EXTRACTED TEXT:
____

The following is the text of the sermon I preached when I led Evensong on Sunday, 31 August; at Church — St Mary the Virgin, Godmanchester.

Speak, for I am with you
Acts 18:1-16

Lord God, take my words and speak through them, take our minds and think through them, take our hearts and set them on fire with love for you, you who are Father, Son and Holy Spirit. Amen.

Athens
Paul and Silas have set out on a second missionary journey, picking up Timothy along the way. But after being pursued from city to city by some troublemakers, who wanted to harm Paul, he’d gone ahead of the others into Athens, while they stayed a while with the believers in Berea. Paul spoke to a group of philosophers in Athens, but didn’t get a particularly enthusiastic reception. So he moves on to the next town: Corinth.

Corinth
Athens is the more familiar city to most modern ears, but in Paul’s day, Corinth had surpassed it in importance. The Roman military had attacked and destroyed major portions of the city in 146 BC, after its citizens had taken part in an anti-Roman uprising, and it had remained in ruins for a century. But in 46 BC, Julias Caesar passed through, and saw its potential as a Roman colony, so the city was rebuilt.

By the time Paul passed through Corinth, it was probably the wealthiest city in Greece — a major multicultural urban centre, with a population of some 750,000 people. It was a bustling seaport on the narrow strip of land that joins the southern part of Greece to the northern part.

In addition to the financial wealth of Corinth, it had a wealth of religious options as well — most of them pagan. A noted temple to Aphrodite, the Greek goddess of love, was there. Prostitution was so rampant in the city, that the Greek word meaning, “Corinthian girl”, came to be a slang term for a promiscuous woman. Corinth was also a centre of homosexuality, with a temple to Apollo, the epitome of male beauty.

The city had no time for a little Jewish tent-maker called Paul, who wanted to tell them about another Jew, called Jesus. Things didn’t look very promising for him, but he persevered.

____

DATASET EXCERPT:

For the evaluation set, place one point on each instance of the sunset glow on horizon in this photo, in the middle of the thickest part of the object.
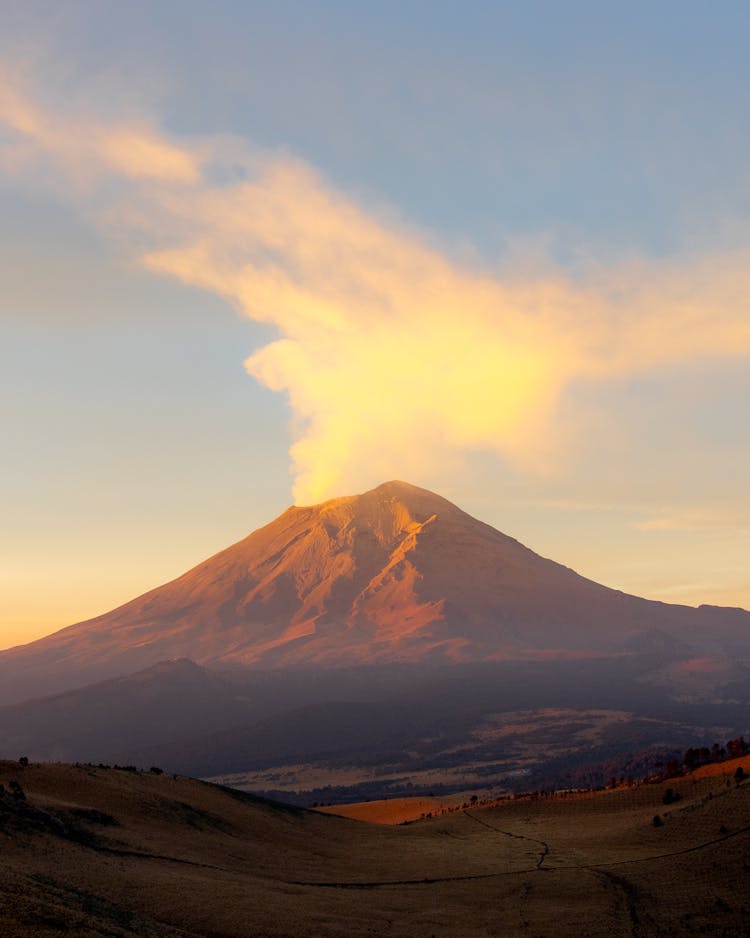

____

EXERCISE REQUIREMENTS:
(a) Reproduce the passage of the sermon text starting at "By the time" and ending at "but he persevered.".
(b) Carry on the sermon on Paul in Corinth from the point where it stops.

THE REPLIES:
(a)
By the time Paul passed through Corinth, it was probably the wealthiest city in Greece — a major multicultural urban centre, with a population of some 750,000 people. It was a bustling seaport on the narrow strip of land that joins the southern part of Greece to the northern part.

In addition to the financial wealth of Corinth, it had a wealth of religious options as well — most of them pagan. A noted temple to Aphrodite, the Greek goddess of love, was there. Prostitution was so rampant in the city, that the Greek word meaning, “Corinthian girl”, came to be a slang term for a promiscuous woman. Corinth was also a centre of homosexuality, with a temple to Apollo, the epitome of male beauty.

The city had no time for a little Jewish tent-maker called Paul, who wanted to tell them about another Jew, called Jesus. Things didn’t look very promising for him, but he persevered.

(b)
Friends and enemies
Paul made many friends in Corinth, and many enemies. He stayed with a Jewish husband-and-wife team, Aquila and Prescilla, with whom he shared the trade of tent-makers. They were in Corinth because that’s where they’d gone when, along with the rest of the Roman Jews, Claudius ordered them out of Rome.

It was a custom in New Testament times to teach every Jewish boy a trade. Jesus had been trained as a carpenter. Paul learned the craft of tent making, which involved working with leather, hair and wool. It may be that it was Paul’s shared trade with Aquila and Prescilla that brought them together at first — not necessarily a shared belief in Jesus. That may have come as Paul sat cross-legged in their shop and gossiped the gospel to the customers as he plied his needle.

Evangelising the Corinthians
Paul begins his evangelisation of the Corinthians, by getting involved with the local Jewish community, and its weekly worship. He engages in dialogue with Jews, and with Gentile sympathisers. When Silas and Timothy arrive from Macedonia, they find Paul already fully engrossed in the business of the word, busy testifying to the Jews that the Christ, the life-changing and world-changing Messiah of Jewish expectation, is Jesus.

But he failed to persuade the whole community; Jewish resistance became so strong that Paul gave up on them. Shaking out his garments was akin to shaking the dust off one’s feet, as Jesus had previously instructed his disciples to do when they encountered resistance (Luke 9:5).

Depressed by the attacks of his enemies, and the resistance of materialistic Corinth, to any talk of spiritual things, he went to bed miserable. Then in the night he had a dream. He saw Jesus, who told him to cheer up: “Don’t be afraid, but speak out and don’t stay silent; for I, Jesus, am with you, and . . . there are many in this city who are my people”.

Sharing good news
Well, Jesus was right. There were many in Corinth who belonged to Jesus, though they didn’t know it yet. The church grew there until there were several different congregations, in different parts of the city. Eventually it was one of the biggest churches in the country, and the good news about Jesus fanned out from there to build growing congregations all over southern Greece.

This wouldn’t have happened if Paul had given up when things were hard. But the story of Jesus was like a fire blazing up in his heart. He just had to share it. You can’t keep good news bottled up inside you.

The siege of Samaria
We’ve just heard a perfect illustration of this in the Old Testament story of the siege of Samaria (2 Kings 6.24-25). All the people were trapped inside the city, while the army of the King of Aram was camped round it, waiting for them to starve.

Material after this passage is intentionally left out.